▶ _HOW TO COMPLETE THIS TASK_:
Go through the material and pull out every line with the string "canoe" in it.

▶ _RECORDS FOR PROCESSING_:
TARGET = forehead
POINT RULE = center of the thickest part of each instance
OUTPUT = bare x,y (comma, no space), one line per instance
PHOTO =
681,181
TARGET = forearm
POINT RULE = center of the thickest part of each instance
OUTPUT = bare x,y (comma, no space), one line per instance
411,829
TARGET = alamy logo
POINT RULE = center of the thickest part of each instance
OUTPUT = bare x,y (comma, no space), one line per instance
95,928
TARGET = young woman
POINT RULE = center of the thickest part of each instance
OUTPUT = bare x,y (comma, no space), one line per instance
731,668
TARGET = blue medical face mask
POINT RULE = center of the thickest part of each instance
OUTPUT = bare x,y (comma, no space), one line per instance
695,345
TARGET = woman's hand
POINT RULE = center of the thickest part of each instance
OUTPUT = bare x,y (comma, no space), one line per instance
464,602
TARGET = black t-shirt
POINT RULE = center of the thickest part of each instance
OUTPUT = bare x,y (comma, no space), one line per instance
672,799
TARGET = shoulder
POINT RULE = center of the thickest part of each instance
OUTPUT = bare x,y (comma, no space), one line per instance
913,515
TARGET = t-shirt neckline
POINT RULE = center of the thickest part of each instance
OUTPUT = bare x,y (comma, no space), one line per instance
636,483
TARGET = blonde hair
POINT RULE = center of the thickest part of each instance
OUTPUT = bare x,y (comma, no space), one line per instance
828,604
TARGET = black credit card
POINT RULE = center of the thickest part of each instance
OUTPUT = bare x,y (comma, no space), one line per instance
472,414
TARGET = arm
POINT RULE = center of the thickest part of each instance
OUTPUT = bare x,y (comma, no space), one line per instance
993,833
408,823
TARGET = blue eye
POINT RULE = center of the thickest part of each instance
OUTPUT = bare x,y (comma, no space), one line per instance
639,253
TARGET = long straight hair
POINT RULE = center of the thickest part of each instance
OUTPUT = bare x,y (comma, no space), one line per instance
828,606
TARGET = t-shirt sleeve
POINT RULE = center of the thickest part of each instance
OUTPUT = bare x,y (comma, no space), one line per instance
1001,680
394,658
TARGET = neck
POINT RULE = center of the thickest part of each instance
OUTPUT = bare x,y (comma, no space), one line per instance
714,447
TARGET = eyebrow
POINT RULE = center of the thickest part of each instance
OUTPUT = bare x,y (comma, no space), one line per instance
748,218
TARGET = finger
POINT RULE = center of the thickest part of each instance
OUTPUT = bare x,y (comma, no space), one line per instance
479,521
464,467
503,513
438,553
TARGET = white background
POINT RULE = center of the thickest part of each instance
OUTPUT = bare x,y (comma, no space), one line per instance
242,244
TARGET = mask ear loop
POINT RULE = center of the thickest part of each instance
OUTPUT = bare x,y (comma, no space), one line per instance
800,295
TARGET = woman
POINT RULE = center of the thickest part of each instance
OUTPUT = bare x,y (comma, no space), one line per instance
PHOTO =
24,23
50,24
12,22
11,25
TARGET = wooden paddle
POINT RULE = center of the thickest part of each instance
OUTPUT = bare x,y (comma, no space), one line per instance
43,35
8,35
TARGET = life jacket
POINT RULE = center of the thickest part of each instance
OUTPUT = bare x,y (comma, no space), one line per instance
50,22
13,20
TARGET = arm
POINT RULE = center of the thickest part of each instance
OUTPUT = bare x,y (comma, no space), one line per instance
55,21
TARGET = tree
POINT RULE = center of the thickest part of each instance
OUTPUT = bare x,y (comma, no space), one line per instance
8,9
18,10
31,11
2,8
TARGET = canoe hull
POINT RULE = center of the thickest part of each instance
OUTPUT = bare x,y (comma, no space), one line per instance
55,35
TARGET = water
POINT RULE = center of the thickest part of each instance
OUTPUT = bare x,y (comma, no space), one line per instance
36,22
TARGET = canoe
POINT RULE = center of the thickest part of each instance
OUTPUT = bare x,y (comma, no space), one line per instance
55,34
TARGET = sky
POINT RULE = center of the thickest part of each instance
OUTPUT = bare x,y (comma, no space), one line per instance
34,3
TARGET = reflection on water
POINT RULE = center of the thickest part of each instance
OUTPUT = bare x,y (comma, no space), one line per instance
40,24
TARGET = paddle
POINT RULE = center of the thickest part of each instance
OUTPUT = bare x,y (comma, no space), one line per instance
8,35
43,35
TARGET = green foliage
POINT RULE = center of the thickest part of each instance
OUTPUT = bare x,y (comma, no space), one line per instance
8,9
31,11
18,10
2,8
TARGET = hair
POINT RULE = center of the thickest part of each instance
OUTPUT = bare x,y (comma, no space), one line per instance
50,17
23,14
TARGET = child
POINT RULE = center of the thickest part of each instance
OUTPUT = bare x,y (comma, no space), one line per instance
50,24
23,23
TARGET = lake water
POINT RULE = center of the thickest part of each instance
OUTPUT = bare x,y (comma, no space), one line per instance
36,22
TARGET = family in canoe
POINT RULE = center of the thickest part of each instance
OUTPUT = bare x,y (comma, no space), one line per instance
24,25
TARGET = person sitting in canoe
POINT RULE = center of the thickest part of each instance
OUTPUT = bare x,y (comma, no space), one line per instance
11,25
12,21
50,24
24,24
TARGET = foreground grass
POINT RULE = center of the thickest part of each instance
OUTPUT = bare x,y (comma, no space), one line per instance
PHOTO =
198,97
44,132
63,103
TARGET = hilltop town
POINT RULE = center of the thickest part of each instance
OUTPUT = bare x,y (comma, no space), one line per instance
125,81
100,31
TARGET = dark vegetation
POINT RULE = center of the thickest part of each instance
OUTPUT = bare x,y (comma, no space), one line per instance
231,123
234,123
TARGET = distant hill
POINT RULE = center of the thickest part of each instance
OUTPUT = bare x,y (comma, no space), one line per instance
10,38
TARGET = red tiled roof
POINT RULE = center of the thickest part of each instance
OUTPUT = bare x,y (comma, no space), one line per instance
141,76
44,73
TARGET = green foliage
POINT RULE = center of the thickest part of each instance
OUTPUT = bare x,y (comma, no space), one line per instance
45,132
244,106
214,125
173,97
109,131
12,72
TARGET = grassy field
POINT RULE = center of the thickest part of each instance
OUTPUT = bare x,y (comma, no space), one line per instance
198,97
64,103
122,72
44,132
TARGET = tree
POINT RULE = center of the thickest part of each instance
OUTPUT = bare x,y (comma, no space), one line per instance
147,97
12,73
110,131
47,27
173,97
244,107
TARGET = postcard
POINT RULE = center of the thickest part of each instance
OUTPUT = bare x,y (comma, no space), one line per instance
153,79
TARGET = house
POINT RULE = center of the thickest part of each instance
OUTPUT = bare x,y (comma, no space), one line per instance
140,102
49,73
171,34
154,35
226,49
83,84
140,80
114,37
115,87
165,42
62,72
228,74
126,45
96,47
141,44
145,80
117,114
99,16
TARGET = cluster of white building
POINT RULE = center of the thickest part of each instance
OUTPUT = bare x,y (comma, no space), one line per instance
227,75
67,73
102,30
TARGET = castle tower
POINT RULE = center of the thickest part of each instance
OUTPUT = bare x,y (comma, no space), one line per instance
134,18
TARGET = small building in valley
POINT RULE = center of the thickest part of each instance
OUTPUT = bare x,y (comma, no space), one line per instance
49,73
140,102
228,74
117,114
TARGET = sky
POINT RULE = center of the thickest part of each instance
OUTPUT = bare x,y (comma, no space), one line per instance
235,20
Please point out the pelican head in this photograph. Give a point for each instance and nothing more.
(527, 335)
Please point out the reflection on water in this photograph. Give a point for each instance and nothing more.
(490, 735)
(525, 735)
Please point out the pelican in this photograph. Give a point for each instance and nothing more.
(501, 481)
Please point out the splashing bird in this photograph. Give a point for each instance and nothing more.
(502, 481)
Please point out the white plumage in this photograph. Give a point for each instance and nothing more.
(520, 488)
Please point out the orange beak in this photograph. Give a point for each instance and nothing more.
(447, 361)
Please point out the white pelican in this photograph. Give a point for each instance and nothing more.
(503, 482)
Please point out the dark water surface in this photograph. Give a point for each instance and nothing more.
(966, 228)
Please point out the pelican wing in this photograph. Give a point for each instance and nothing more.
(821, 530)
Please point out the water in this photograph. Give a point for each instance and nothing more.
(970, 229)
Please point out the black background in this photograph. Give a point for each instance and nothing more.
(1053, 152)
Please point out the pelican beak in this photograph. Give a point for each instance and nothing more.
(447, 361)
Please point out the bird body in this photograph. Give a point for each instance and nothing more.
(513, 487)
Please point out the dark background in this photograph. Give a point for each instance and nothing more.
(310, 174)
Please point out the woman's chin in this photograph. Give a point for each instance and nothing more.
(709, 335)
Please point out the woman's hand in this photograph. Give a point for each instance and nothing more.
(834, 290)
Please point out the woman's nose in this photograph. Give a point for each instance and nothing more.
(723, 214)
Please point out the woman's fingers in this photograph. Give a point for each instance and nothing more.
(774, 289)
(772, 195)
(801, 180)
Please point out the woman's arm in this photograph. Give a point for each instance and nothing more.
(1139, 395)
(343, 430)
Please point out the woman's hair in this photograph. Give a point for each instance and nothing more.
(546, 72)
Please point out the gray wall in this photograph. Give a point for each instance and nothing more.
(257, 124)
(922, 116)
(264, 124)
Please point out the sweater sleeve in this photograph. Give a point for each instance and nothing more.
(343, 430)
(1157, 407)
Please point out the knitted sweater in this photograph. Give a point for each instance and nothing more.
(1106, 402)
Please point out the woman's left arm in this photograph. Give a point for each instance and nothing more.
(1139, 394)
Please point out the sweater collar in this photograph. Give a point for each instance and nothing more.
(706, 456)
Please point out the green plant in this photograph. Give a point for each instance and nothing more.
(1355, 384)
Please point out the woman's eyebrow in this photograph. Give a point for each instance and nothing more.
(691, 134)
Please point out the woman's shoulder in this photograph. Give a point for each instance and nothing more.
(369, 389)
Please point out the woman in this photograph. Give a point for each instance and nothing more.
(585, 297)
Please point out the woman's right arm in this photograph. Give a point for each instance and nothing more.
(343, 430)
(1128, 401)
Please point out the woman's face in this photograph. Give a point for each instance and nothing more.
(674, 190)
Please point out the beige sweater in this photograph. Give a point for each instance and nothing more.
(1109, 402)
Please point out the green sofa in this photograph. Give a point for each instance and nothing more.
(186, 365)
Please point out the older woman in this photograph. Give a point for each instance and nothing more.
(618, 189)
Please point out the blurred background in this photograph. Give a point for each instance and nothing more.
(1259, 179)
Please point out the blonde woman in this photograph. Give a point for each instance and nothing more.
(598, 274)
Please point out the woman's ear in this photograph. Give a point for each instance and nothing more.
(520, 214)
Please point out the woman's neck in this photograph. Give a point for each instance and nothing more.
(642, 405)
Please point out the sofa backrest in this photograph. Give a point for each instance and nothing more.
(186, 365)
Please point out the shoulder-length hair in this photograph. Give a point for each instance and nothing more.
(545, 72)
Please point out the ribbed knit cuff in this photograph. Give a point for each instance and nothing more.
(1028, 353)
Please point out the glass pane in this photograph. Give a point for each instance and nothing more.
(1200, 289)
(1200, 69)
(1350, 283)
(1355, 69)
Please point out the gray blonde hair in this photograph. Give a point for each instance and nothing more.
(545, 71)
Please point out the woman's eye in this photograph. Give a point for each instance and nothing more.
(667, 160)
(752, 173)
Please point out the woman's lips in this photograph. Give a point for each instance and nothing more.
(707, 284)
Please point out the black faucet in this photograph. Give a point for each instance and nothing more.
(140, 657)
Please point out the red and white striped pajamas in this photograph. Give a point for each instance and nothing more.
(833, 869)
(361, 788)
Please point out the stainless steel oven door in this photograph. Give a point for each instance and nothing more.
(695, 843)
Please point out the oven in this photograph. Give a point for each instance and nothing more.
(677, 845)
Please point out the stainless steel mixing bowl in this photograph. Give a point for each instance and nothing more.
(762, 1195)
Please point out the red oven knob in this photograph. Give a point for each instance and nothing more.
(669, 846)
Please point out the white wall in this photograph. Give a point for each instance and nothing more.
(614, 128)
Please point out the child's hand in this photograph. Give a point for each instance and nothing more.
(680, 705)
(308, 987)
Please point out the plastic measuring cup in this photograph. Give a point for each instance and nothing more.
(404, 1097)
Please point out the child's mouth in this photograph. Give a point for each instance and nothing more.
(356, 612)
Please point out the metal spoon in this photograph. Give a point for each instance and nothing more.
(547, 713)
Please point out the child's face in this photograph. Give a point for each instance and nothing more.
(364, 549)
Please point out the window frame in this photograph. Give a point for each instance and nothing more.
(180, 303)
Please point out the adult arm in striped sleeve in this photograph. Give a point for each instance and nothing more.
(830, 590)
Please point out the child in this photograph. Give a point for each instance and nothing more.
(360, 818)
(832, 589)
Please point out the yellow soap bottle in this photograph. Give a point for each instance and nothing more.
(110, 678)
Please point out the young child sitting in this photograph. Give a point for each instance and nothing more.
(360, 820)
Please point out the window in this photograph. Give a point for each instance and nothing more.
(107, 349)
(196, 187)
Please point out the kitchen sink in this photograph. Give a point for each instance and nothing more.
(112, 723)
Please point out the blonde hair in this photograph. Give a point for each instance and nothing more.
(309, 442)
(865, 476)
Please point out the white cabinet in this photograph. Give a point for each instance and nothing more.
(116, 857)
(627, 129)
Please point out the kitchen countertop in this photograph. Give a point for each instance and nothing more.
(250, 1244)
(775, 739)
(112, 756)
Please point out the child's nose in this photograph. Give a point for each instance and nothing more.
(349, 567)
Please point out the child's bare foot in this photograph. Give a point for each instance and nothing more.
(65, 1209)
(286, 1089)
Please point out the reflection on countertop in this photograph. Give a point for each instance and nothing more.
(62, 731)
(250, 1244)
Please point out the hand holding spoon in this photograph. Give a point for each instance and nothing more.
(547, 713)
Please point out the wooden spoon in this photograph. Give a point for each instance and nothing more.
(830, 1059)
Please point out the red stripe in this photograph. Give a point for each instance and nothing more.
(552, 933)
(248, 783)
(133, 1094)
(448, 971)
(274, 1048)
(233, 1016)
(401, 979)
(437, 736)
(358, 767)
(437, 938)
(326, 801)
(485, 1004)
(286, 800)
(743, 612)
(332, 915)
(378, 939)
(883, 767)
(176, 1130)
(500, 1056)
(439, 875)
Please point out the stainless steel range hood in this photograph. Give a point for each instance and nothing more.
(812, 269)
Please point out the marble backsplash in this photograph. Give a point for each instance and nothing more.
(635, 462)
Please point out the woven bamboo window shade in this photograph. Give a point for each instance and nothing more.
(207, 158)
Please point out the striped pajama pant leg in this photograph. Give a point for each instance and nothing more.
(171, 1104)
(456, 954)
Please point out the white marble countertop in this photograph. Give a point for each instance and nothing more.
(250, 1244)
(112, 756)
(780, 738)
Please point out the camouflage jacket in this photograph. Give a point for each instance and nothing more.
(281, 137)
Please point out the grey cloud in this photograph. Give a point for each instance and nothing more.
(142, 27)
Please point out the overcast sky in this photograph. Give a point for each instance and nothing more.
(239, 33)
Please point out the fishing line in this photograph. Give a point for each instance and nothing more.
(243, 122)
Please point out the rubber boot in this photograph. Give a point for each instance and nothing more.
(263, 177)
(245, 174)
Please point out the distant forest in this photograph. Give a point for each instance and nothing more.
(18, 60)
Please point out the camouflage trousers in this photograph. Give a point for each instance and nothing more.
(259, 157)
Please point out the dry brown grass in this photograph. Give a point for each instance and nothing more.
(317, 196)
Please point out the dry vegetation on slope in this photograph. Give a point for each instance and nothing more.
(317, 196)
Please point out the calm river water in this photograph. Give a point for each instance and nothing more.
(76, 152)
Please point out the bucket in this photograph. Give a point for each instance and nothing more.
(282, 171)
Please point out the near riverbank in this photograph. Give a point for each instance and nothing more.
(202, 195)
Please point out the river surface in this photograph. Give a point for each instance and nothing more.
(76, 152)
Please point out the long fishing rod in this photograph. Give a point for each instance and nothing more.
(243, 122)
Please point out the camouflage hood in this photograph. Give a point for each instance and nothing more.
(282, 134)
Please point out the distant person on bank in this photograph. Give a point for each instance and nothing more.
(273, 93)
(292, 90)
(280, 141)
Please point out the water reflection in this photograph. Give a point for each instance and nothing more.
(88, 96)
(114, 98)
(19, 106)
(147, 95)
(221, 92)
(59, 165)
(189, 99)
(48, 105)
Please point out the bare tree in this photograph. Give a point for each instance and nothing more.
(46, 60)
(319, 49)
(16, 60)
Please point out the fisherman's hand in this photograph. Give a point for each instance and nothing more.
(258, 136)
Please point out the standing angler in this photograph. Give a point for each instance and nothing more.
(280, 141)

▶ _RESPONSE TO THE EXERCISE_:
TARGET = canoe hull
TARGET = canoe
TARGET = family in canoe
TARGET = person sitting in canoe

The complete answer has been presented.